- _Task instructions_: Collect every line in the material below that contains the word "shirt".
** begin Stored data **
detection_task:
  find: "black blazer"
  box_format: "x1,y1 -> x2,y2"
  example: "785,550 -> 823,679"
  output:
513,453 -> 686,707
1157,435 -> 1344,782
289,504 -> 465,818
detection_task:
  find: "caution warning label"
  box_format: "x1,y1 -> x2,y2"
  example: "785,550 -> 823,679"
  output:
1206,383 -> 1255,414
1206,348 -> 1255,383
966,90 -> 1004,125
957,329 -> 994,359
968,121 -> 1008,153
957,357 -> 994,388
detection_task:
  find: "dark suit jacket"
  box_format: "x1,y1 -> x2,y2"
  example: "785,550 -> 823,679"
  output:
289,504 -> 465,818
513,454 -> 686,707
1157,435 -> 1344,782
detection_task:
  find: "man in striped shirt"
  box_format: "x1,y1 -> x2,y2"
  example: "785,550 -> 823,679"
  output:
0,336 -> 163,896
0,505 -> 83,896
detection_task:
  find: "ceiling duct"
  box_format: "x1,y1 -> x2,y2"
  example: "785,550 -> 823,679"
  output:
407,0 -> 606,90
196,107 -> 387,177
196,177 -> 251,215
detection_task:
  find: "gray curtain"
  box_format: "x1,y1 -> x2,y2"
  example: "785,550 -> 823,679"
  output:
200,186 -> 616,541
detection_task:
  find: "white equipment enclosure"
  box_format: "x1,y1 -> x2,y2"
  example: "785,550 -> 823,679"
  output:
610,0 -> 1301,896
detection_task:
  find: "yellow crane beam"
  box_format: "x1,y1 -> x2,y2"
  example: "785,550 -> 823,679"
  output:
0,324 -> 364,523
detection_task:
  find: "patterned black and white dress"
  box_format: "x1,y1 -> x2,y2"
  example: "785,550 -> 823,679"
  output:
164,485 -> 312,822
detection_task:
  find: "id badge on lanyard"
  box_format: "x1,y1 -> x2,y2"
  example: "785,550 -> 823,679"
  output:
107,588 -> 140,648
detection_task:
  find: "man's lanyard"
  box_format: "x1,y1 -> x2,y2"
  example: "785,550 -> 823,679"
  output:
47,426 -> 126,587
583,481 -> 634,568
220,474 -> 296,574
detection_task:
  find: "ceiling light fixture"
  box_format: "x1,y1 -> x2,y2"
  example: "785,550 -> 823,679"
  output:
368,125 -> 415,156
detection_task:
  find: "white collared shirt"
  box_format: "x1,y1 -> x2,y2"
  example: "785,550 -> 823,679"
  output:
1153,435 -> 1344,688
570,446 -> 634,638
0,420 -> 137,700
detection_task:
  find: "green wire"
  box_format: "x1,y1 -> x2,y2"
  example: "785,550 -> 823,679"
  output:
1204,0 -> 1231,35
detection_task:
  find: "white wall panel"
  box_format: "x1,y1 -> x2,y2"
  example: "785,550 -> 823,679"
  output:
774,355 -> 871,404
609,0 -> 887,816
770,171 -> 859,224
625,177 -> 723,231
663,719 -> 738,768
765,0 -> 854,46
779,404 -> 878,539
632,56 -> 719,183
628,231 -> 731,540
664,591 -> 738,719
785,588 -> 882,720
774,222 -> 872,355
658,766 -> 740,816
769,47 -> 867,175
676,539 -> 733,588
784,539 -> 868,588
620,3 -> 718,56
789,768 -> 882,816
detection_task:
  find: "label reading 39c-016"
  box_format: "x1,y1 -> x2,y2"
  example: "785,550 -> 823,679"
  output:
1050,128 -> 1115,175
** end Stored data **
** begin Stored data **
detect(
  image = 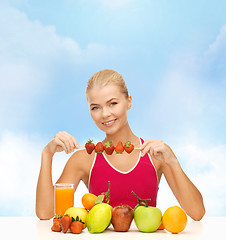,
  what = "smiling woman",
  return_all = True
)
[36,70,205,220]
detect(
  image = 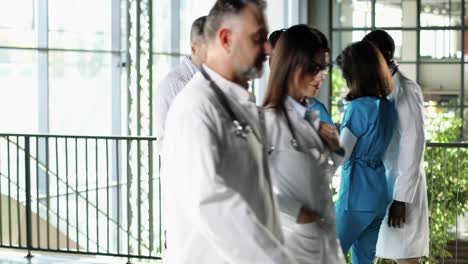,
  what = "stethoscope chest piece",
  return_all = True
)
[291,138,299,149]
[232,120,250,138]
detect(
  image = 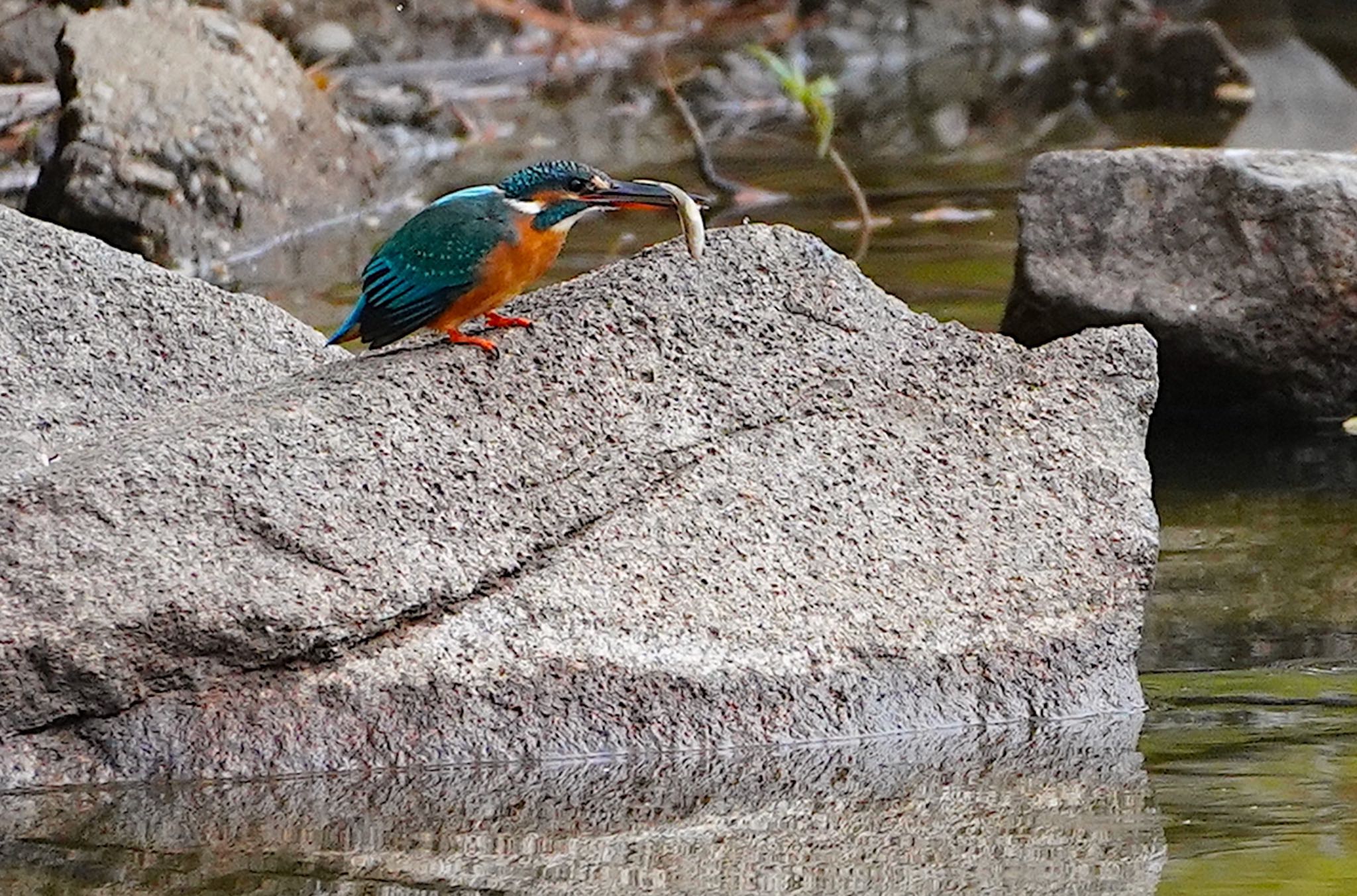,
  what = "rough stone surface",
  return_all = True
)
** end Stored data **
- _Right answer_:
  find: "man in striped shirt"
  find: "white collared shirt"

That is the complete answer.